> [Request A]: From the Ezra Levant Show transcript, list the kinds of workers named as examples of the people Trudeau addresses in his blue-collar mode.
> [Request B]: Write the next few sentences of the Ezra Levant Show transcript, picking up after its final line.

> [Selected passage]:
....................

The cupboard is bare, but for his own pet causes, he's got billions to squander.
It's Tuesday, July 11th, 2023.
I'm David Mendes, and this is the Ezra Levant Show.
You could tell Justin Trudeau was addressing a predominantly male audience that works with their hands the other day.
That's because the former part-time drama teacher went into blue-collar mode, you know, losing the suit jacket, getting rid of the necktie, rolling up his shirt sleeves.
This is what Blackface does when he is addressing plumbers or carpenters or firefighters.
He wants to show that he's one of them, even though I doubt Blackface has ever done anything physical throughout his privileged and pampered life.
I'm capable of playing any role, even with half a finger.
How did that happen?
It didn't!
Acting!
In any event, the audience this time around for Canada's version of Master Thespian was Canadian troops stationed overseas.
At least the prime ministerial version of Mr. Dress Up didn't don a soldier costume to pretend he's one of the gang, unlike his Indian trip a few years ago.
You remember that dress-up disaster for the ages, don't you?
Anyway, here's Blackface giving an address to the troops in Latvia.
It's bizarre.

....................

> [Data segment]:
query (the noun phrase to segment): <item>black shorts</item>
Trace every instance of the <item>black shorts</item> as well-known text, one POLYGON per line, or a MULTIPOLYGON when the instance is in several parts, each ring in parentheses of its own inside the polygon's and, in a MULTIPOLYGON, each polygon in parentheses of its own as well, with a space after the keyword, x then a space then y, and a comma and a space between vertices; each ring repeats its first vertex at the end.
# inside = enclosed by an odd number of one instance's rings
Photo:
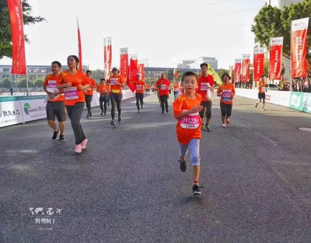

....................

> [Task output A]: plumbers, carpenters, firefighters

> [Task output B]:
I learned what an atmospheric river was when it hit BC.
Climate change is having a real destabilizing and negative impact with more and more frequent extreme weather events at home, and as challenging as it is at home, impacts around the world where people are in more precarious economic and geographic situations than we are.
That's a new reality that has huge implications for security around the world, which is one of the reasons why Canada is stepping up to build the Center of Excellence for Climate Security in Montreal.
That's one of the announcements we're going to be making tomorrow at the NATO summit.
Because everywhere in the realm, but particularly in areas where there is particular intersections between geographic and climate realities and conflict, think of the Sahel.
Think of parts of Southeast Asia.
That's going to be a new challenge we all have to deal with.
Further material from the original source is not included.